Tissue Engineering ist längst ein wichtiges neues Gebiet in der Mund-, Kiefer-, und Gesichtschirurgie geworden.
Knochenzellen mit Aufbaumaterial vermengen
Besonders vielversprechende Resultate werden mit einem Naturprodukt aus dem Meer erzielt, erzählten die Teilnehmer des "Internationalen Kongresses der Mund-, Kiefer- und Gesichtschirurgie (ICOMS)".

Osteoblasten, die Knochen bildenden Zellen des Körpers, können seit kurzem im Labor vermehrt werden. Solche Osteoblasten-Kulturen werden nun mit dem Knochenaufbaumaterial vermengt und dann zur Rekonstruktion von Knochen eingesetzt.

> **Zu erledigende Aufgaben**:
A) Womit werden laut dem Text über Tissue Engineering besonders vielversprechende Resultate erzielt?
B) Erweitere den Text über Tissue Engineering, indem du ihn nach seinem letzten Satz fortsetzt.

Einträge der Sammlung:
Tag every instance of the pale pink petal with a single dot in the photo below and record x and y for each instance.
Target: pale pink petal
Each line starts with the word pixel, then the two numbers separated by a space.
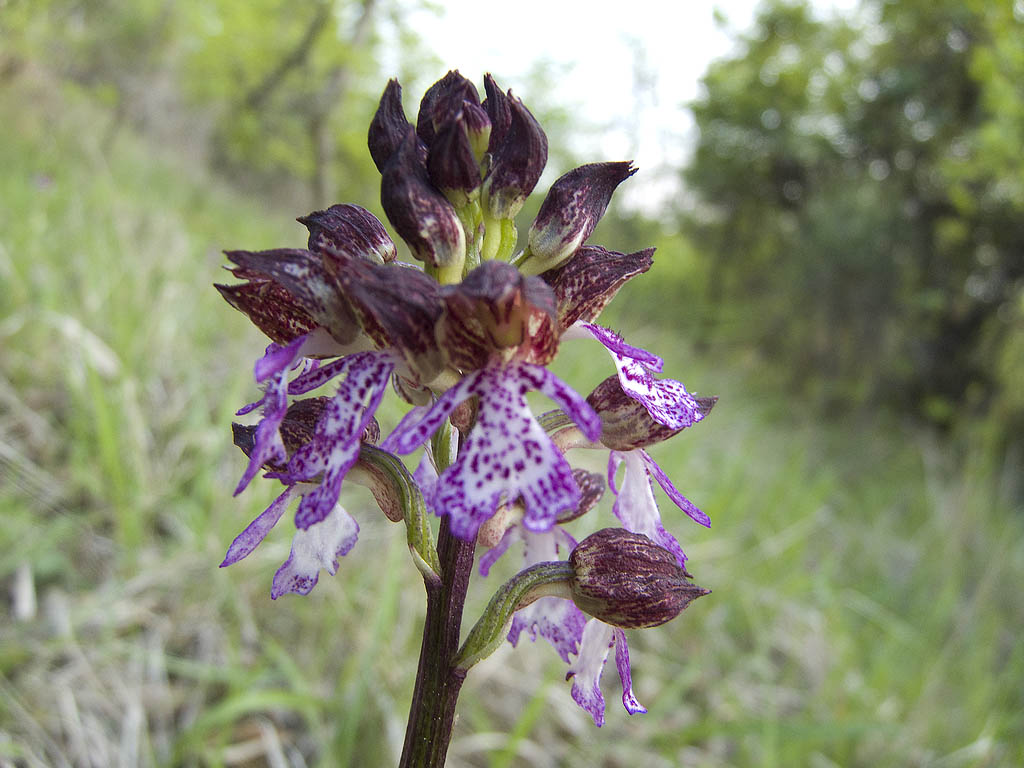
pixel 586 670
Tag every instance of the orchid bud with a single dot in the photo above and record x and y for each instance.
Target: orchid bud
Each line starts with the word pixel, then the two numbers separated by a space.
pixel 499 112
pixel 590 280
pixel 351 230
pixel 497 313
pixel 569 213
pixel 516 163
pixel 628 581
pixel 389 126
pixel 419 213
pixel 453 167
pixel 441 102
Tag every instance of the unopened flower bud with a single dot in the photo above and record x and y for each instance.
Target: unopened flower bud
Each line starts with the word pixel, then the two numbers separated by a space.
pixel 628 581
pixel 452 165
pixel 419 213
pixel 441 102
pixel 389 126
pixel 569 213
pixel 351 230
pixel 516 163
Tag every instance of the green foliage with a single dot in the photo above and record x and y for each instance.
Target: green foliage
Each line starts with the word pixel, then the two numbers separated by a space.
pixel 859 206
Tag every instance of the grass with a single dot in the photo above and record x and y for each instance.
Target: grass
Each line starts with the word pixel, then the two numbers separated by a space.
pixel 866 587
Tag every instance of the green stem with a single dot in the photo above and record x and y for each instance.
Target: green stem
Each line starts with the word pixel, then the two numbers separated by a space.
pixel 437 680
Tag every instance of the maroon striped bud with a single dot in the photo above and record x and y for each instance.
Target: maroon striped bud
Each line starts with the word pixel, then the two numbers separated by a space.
pixel 497 313
pixel 389 126
pixel 419 213
pixel 350 230
pixel 628 581
pixel 569 213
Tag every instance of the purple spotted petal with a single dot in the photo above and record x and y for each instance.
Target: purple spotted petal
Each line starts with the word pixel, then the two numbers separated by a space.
pixel 636 507
pixel 413 431
pixel 267 445
pixel 256 531
pixel 318 547
pixel 335 445
pixel 557 621
pixel 678 499
pixel 623 663
pixel 586 670
pixel 666 399
pixel 508 456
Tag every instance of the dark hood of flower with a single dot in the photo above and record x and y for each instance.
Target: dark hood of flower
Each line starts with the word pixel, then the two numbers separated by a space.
pixel 497 313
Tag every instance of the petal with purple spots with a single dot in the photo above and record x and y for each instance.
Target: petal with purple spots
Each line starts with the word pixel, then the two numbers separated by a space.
pixel 318 547
pixel 335 445
pixel 256 531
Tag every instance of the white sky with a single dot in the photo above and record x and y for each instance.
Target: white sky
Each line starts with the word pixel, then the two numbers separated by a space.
pixel 628 66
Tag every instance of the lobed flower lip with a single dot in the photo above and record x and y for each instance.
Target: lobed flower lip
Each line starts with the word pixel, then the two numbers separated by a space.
pixel 497 313
pixel 270 306
pixel 589 281
pixel 516 161
pixel 626 423
pixel 570 211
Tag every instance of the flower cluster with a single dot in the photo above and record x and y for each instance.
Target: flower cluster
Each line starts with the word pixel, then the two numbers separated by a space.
pixel 463 337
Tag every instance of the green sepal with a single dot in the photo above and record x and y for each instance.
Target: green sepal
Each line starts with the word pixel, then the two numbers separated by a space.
pixel 414 509
pixel 544 580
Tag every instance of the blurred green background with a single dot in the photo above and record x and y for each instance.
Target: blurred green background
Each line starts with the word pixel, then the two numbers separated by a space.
pixel 844 265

> **Gelöste Aufgaben**:
A) Mit einem Naturprodukt aus dem Meer.

B)
Ähnlichkeiten der Baupläne ausgenützt
Der Trick bei dieser Form des Knochenersatzes: Man nützt geschickt die Ähnlichkeiten der Baupläne aus, nach denen die Natur unterschiedliche Stützstrukturen konstruiert. Bestimmte Meeresalgen bauen ein Kalkgerüst auf, dessen mikroskopische Feinstruktur jener eines menschlichen Zahnes recht ähnlich ist.

In diesen feinen Kanälchen fühlen sich Osteoblasten, die Knochen bildenden Zellen des Körpers, wie zu Hause.
Knochenzellen füllen Ersatzmaterial aus
Sie wandern in das Ersatzmaterial, das nach Entfernung des Algen-Proteins aus dem Kalkgerüst der Pflanzen gewonnen wird, ein und bilden dort menschlichen Knochen. Dabei wird das Knochenaufbaumaterial vollständig durch Knochen ersetzt und auf diesem Weg innerhalb von zwei bis drei Jahren zu 95 Prozent abgebaut.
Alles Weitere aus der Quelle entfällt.